[WHAT TO DO] Each record below is to be retyped exactly, with its pictures omitted.

Items from a dataset
******************************
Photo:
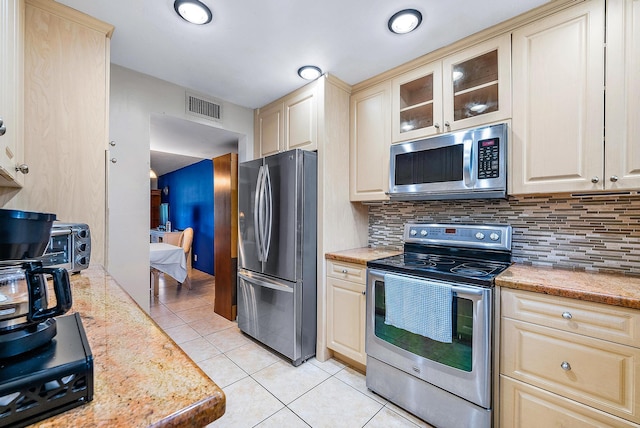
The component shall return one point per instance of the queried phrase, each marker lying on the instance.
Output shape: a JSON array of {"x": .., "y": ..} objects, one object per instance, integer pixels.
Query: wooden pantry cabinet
[
  {"x": 468, "y": 88},
  {"x": 565, "y": 362},
  {"x": 370, "y": 139},
  {"x": 288, "y": 123},
  {"x": 564, "y": 139},
  {"x": 11, "y": 92},
  {"x": 346, "y": 309},
  {"x": 66, "y": 110}
]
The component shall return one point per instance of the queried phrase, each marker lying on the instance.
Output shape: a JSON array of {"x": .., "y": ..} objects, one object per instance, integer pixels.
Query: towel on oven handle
[{"x": 420, "y": 306}]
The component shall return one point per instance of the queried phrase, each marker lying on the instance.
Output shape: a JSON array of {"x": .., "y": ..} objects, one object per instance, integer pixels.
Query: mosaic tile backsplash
[{"x": 599, "y": 233}]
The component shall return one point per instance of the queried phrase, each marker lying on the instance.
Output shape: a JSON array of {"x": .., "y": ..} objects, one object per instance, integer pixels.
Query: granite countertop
[
  {"x": 361, "y": 255},
  {"x": 611, "y": 289},
  {"x": 141, "y": 377}
]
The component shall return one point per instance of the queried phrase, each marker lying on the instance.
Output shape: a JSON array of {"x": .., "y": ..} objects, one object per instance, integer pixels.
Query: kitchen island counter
[
  {"x": 361, "y": 255},
  {"x": 610, "y": 289},
  {"x": 141, "y": 377}
]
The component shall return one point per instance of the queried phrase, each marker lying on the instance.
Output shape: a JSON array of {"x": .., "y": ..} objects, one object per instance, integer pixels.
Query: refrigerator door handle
[
  {"x": 253, "y": 280},
  {"x": 256, "y": 213},
  {"x": 269, "y": 213}
]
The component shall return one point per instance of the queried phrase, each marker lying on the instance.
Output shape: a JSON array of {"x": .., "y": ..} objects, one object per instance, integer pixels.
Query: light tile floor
[{"x": 263, "y": 389}]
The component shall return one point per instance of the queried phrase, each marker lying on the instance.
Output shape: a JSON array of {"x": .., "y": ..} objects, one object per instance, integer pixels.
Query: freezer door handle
[
  {"x": 269, "y": 212},
  {"x": 261, "y": 283},
  {"x": 256, "y": 213}
]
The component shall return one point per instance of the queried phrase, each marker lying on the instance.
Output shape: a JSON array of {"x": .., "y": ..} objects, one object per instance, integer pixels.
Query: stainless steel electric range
[{"x": 429, "y": 333}]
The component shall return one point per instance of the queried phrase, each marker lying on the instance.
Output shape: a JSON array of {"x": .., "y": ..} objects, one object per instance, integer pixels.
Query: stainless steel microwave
[{"x": 470, "y": 164}]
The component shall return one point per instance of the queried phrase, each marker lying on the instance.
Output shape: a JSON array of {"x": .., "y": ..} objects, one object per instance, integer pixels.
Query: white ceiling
[{"x": 249, "y": 54}]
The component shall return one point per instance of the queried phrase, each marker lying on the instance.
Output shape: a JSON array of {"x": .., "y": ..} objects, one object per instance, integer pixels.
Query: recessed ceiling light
[
  {"x": 309, "y": 72},
  {"x": 405, "y": 21},
  {"x": 193, "y": 11}
]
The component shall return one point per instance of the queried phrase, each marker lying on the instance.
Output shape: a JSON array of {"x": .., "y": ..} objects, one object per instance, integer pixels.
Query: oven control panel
[{"x": 474, "y": 236}]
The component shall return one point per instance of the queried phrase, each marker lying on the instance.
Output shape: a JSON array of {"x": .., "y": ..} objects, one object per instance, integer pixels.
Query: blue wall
[{"x": 191, "y": 205}]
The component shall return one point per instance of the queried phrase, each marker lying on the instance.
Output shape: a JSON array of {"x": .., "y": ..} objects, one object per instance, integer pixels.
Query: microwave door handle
[{"x": 468, "y": 170}]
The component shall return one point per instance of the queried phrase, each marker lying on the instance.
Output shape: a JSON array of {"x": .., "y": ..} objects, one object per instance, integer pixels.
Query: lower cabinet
[
  {"x": 568, "y": 363},
  {"x": 346, "y": 309}
]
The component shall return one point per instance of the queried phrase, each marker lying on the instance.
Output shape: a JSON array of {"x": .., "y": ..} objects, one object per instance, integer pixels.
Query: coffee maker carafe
[{"x": 26, "y": 318}]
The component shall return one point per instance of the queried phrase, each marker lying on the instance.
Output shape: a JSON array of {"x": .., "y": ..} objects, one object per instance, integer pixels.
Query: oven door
[{"x": 462, "y": 367}]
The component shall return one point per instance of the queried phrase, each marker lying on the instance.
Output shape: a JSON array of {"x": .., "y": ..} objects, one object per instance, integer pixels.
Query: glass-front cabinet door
[
  {"x": 477, "y": 84},
  {"x": 466, "y": 89},
  {"x": 417, "y": 103}
]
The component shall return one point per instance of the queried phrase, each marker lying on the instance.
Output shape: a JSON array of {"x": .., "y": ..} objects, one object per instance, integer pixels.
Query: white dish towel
[{"x": 418, "y": 305}]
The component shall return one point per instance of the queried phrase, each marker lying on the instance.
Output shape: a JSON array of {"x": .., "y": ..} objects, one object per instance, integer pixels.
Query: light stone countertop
[
  {"x": 610, "y": 289},
  {"x": 141, "y": 377},
  {"x": 361, "y": 255}
]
******************************
[TASK SOLUTION]
Photo:
The component shall return one point per instance of the queried phrase, each marker lying on the instance.
Output shape: a JSON array of {"x": .., "y": ..} objects, one object per instance, integer pixels.
Query: wooden pantry cabinet
[
  {"x": 468, "y": 88},
  {"x": 565, "y": 362},
  {"x": 370, "y": 139},
  {"x": 288, "y": 123},
  {"x": 564, "y": 139},
  {"x": 11, "y": 92},
  {"x": 346, "y": 309},
  {"x": 66, "y": 110}
]
The component shall return one point per instance of the queried phrase, each marker lying on the instance.
Output shape: a JSON array of {"x": .., "y": ..} objects, one object per instance, integer pixels.
Query: towel on oven handle
[{"x": 420, "y": 306}]
The component shall return one point per instance of the queried phrase, each marker lying on the instance.
Output shape: a JSON array of {"x": .., "y": ..} objects, one object per instance, integer pixels.
Query: mosaic tile backsplash
[{"x": 599, "y": 233}]
The component shall return one point per instance of the queried phrase, each marker lying on the instance.
Output shape: a JSON array of {"x": .., "y": ..} objects, one object per instance, integer pixels.
Query: granite countertop
[
  {"x": 361, "y": 255},
  {"x": 611, "y": 289},
  {"x": 141, "y": 377}
]
The component shall return one point per instance of the queried phrase, each marker lying on the instance.
Output shape: a JSON array of {"x": .., "y": ..} objects, one object per instance, integer pixels.
Query: kitchen island counter
[
  {"x": 361, "y": 255},
  {"x": 610, "y": 289},
  {"x": 141, "y": 377}
]
The component shall return one point per instance of the queried phrase, each marker lying on the instance.
Output shape: a JSON array of {"x": .., "y": ..} objects, one object per instance, integer pixels.
Query: refrigerator door handle
[
  {"x": 253, "y": 280},
  {"x": 256, "y": 213},
  {"x": 269, "y": 213}
]
The component shall return one point per instance of the queried phrase, each marker lying on the instance.
Output shape: a JSON array of {"x": .., "y": ..} objects, one object per instance, integer pixels.
Query: light tile floor
[{"x": 263, "y": 389}]
The component shall return one point per instance of the queried phrase, each marker lying on the instance.
Output shape: a JSON array of {"x": .., "y": ..} objects, one object per instance, integer pixels.
Query: freezer door handle
[
  {"x": 269, "y": 212},
  {"x": 261, "y": 283},
  {"x": 256, "y": 213}
]
The component shall return one point per instance of the queried phrase, each marker lying on the instance.
Output shape: a JSON array of {"x": .., "y": ..} objects, one object per instance, integer pixels.
Query: stainless steel electric range
[{"x": 429, "y": 333}]
The component shall return one point per instance of the queried phrase, each marker lying on the instance.
Output shape: a JSON array of {"x": .., "y": ..} objects, one object per instance, integer pixels.
Query: stainless steel microwave
[{"x": 470, "y": 164}]
The component shall return one point per instance of the queried phrase, each marker lying on the instance.
Output shape: a JSON array of {"x": .., "y": ..} objects, one object per instance, integer pixels.
Query: white ceiling
[{"x": 249, "y": 54}]
The component shall return one point per instance of the queried phrase, each marker lying on the instance.
Output shape: a JSON array of {"x": .., "y": ..} objects, one object per instance, integer pixels.
Query: recessed ceiling light
[
  {"x": 309, "y": 72},
  {"x": 405, "y": 21},
  {"x": 193, "y": 11}
]
The component shall return one point per instance of the queried phrase, each marker lying on the instance.
Output shape: a JSON array of {"x": .., "y": ..} objects, one object per instance, integer pixels.
Query: oven control panel
[{"x": 474, "y": 236}]
The component shall return one point per instance of the queried phrase, each marker lying on the instance.
Output shape: a JSON array of {"x": .., "y": ..} objects, one object per instance, integer pixels.
Query: blue wall
[{"x": 191, "y": 205}]
The component shall return one point per instance of the queried phrase, each marker lying on the instance.
Output shape: a JSON array of {"x": .., "y": ..} objects, one object per instance, integer pixels.
Query: microwave door handle
[{"x": 468, "y": 170}]
The component shall return one point per instance of the queried phrase, each marker lying on the instance.
Output shape: a JSON array of {"x": .., "y": ..} objects, one object per instance, integer pixels.
Query: lower cabinet
[
  {"x": 568, "y": 363},
  {"x": 346, "y": 309}
]
The component shall return one point per instance of the queried phrase, each marker lying on the instance.
Output shape: a JSON array of {"x": .., "y": ..} objects, one object per instance, integer pixels.
Query: coffee maker carafe
[{"x": 26, "y": 318}]
The component shall return one point per instance of the queried phrase, each marker lying on the instance.
Output shape: a JSON array of {"x": .., "y": ..} objects, one object per instance, integer pixels.
Query: oven door
[{"x": 462, "y": 367}]
The component shall return one point per instance of the queried phrase, each marker lying on the instance.
Output shape: a JSON array of {"x": .., "y": ..} objects, one object per instance, integer pixels.
Query: glass-front cabinet door
[
  {"x": 477, "y": 84},
  {"x": 466, "y": 89},
  {"x": 417, "y": 103}
]
The component shall return one point per instance of the queried phrase, each marker lying on the instance.
Output shape: a JSON array of {"x": .., "y": ..} objects, one object per instance, integer pixels.
Query: white dish towel
[{"x": 418, "y": 305}]
The component shall return one point per instance of the queried phrase, each marker lying on the instance.
Output shape: a JSON array of {"x": .., "y": ..} objects, one object per instance, integer pixels.
Query: light stone countertop
[
  {"x": 610, "y": 289},
  {"x": 141, "y": 377},
  {"x": 361, "y": 255}
]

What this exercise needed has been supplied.